Exercises to complete:
1 – Answer these questions using the passage on buying property through a SIPP:
(a) Who must approve a proposed SIPP investment?
(b) Up to how many times the scheme assets can SIPPs currently borrow?
(c) From April 2006, what cap will apply to scheme borrowing?
2 – Reproduce the stretch of the SIPP property passage from "Unfortunately, under current" through "fantastically tax efficient.", word for word.

Passage:
start

Self investment via a SIPP is made through a trustee (usually an employee of the insurance company or a scheme administrator).

In brief, you complete a form detailing the proposed investment and the trustee has to approve it. Normally, when buying authorised unit trusts, investment trusts or securities this just amounts to a rubber stamping procedure.

However, when something more ‘individual’ is proposed - like a property - the trustee needs to satisfy himself that the proposed investment is allowable (within Inland Revenue rules) is permissible (within the scheme rules) and is suitable (satisfies the basic needs of an investment). In practice, this is usually quite straightforward since it only makes sense to propose investments that work at all of these levels.

Once the trustee is satisfied then the investment/purchase may proceed subject to all of the usual hurdles such as a valuation, conveyance of legal title, stamp duty etc.

If a scheme is already established, then a property transaction through a SIPP should not take significantly longer to complete. Where there is no SIPP established or the transaction is reliant on funds being transferred in from other schemes it is likely that the transaction may be significantly protracted and you would be well advised not to promise your vendor any completion dates that are too optimistic.

If the purchase is being made completely from existing funds the trustee will ensure that payment is made under your guidance. If the scheme needs to borrow money to fund part of the purchase - which it may do - then the trustee will need to apply for funds, this can usually be from a lender of your choosing. The point to note is that it is the SIPP that is borrowing the money and not you - so the transaction must satisfy the lenders criteria in its own right.

SIPPs can currently borrow up to 3 times the scheme assets. For example, if the scheme has £100 000 in assets it may borrow (subject to approval) potentially another £300 000, which means that you could go shopping with £400 000!

Unfortunately, under current rules you cannot buy residential property and by April 2006 (when you can) the scheme borrowing facility is to be capped at a more realistic 50% of scheme assets. In the same scenario as above this would reduce your shopping capacity to £150 000.

Once completed the property becomes a scheme asset administered by the trustee. It is very important that you understand the implication of this. The property is not yours - it belongs to the scheme. It can be sold but the proceeds return to the scheme for re-investment. You cannot sell the property and personally pocket any of the proceeds.

With all significant financial commitments you are well advised to take independent financial advice prior to commitment funds and this is definitely the case with this type of transaction.

Advantages…

In the UK, these schemes are fantastically tax efficient.

Tax relief on new contributions to eligible investors at at least the basic rate and at their highest UK rate of tax if this 40%.

Virtually tax free growth on investments whilst within the scheme.

No capital gains tax upon disposal of assets and rents on leases / lets are paid into the plan tax free.

Any interest on scheme borrowings will usually be relieved too.

Normally no inheritance tax is payable on scheme assets either

But, perhaps the biggest advantage is that it introduces a source of funds - your existing pension plans - to potentially enable you to buy your property (from April 2006) which have not previously been available to you.

What’s more, new substantially increased contribution limits mean that money can be accumulated faster in schemes than at present.

…and Disadvantages?

The property is not your asset - it cannot therefore be considered as collateral for any other borrowings, nor can you sell it and ‘pocket’ the proceeds.

end

Data rows:
start

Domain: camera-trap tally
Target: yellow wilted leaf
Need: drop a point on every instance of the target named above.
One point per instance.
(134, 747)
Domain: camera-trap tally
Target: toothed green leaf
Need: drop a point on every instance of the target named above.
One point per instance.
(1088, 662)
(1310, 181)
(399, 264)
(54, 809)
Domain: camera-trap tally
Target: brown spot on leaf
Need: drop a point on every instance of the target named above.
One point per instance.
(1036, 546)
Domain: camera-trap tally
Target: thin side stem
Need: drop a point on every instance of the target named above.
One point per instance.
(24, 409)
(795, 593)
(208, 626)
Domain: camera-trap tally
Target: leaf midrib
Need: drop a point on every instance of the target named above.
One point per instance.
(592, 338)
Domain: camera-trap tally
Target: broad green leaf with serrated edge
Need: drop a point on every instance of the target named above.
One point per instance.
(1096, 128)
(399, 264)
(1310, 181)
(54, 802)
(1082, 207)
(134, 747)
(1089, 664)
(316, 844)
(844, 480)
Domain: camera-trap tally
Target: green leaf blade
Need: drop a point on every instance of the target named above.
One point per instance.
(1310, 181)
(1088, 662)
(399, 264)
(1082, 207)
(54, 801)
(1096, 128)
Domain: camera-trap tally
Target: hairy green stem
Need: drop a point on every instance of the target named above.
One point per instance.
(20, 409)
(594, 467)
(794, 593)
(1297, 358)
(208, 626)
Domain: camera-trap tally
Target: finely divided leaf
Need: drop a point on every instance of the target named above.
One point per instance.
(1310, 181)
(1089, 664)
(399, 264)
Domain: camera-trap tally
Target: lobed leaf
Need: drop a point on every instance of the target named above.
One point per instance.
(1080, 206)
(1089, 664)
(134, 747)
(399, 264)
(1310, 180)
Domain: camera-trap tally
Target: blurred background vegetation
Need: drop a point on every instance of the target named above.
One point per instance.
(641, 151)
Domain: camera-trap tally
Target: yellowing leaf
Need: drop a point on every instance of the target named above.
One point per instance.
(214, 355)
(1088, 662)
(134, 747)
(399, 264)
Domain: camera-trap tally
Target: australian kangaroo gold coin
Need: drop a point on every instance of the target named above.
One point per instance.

end

Exercise responses:
1 –
(a) The trustee.
(b) Up to 3 times the scheme assets.
(c) 50% of scheme assets.

2 –
Unfortunately, under current rules you cannot buy residential property and by April 2006 (when you can) the scheme borrowing facility is to be capped at a more realistic 50% of scheme assets. In the same scenario as above this would reduce your shopping capacity to £150 000.

Once completed the property becomes a scheme asset administered by the trustee. It is very important that you understand the implication of this. The property is not yours - it belongs to the scheme. It can be sold but the proceeds return to the scheme for re-investment. You cannot sell the property and personally pocket any of the proceeds.

With all significant financial commitments you are well advised to take independent financial advice prior to commitment funds and this is definitely the case with this type of transaction.

Advantages…

In the UK, these schemes are fantastically tax efficient.